**Tasks for this exercise:**
1: List every operating system or Linux distribution named in the forum thread about the slow Broadcom network card.
2: Continue the forum thread about the slow Broadcom network card from the point where it stops.

# Broadcom NIC (tg3) extremely slow in Linux only (windows ok)

## beandog

Alright, so this one has me stumped ... I guess it could just be a poor NIC driver or something.

I'm trying to completely different laptops (Dell Latitude D620 and Lenovo Ideapad S10) that both have Broadcom network cards onboard (tg3 driver), and when booted into Linux (confirmed w/Gentoo and Ubuntu), the network is *incredibly* slow.  Like, 5kbps slow.

Booted into Windows though, they are both extremely zippy and fast -- comparatively, running about 850kbps.

Anyone ever run into something similar?  At first I thought it might be a problem with the DHCP server, which is a Windows 2003 box, but I'm getting an IP address, and the same DNS info under both OS's.  It's the only piece of the puzzle that seems to be different though.  Ive used my laptop (Lenovo) at home, and the speed is just fine.  Soo... I'm a bit lost.

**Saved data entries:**

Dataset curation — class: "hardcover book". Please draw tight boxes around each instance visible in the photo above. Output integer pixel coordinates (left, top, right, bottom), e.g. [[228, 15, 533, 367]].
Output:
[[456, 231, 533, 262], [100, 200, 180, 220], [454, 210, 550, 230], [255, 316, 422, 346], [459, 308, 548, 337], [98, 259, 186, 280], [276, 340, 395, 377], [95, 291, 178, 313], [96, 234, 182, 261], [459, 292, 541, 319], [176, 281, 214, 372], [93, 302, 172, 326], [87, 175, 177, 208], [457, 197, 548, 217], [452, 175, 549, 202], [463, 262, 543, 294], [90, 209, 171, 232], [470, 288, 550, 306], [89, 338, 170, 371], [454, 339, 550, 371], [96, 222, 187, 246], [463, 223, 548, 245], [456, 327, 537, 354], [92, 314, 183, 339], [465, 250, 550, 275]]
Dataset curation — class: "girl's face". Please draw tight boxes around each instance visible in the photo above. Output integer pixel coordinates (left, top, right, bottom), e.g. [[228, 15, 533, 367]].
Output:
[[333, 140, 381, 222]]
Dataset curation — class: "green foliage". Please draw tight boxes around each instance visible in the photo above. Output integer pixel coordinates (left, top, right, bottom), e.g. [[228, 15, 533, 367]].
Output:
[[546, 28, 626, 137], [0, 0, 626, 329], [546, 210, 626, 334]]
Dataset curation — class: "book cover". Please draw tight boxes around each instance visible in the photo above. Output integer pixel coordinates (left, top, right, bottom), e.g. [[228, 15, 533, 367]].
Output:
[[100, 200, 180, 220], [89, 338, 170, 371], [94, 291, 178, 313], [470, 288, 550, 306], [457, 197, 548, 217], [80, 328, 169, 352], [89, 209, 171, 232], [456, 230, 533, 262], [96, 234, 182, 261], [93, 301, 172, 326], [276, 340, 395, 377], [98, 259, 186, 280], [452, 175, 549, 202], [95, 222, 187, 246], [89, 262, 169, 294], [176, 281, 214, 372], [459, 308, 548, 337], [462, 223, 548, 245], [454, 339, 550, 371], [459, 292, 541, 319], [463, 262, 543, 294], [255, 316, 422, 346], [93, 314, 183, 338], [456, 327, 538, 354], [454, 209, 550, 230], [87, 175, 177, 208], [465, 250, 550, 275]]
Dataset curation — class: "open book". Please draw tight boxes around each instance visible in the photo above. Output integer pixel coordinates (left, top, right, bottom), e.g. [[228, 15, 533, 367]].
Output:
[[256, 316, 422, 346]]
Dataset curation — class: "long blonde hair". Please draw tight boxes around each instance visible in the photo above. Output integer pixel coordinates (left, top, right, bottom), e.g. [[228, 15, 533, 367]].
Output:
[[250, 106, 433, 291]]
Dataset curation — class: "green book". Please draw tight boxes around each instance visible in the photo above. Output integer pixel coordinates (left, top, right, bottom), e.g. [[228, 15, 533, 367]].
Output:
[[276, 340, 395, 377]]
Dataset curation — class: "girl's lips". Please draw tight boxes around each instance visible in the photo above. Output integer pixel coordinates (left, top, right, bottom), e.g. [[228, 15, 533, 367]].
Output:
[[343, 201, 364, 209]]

**The responses:**
1: Linux, Windows, Gentoo, Ubuntu, Windows 2003

2:
Any ideas?

I'll post relevant specs once I'm booted back into Gentoo -- had to get into Windows just to sanely search for stuff.

Edit: Hokie day, relevant specs:

09:00.0 Ethernet controller: Broadcom Corporation NetXtreme BCM5752 Gigabit Ethernet PCI Express (rev 02)

 *Quote:*   

> # ethtool eth0
> 
> Settings for eth0:
> 
>         Supported ports: [ TP ]
> ...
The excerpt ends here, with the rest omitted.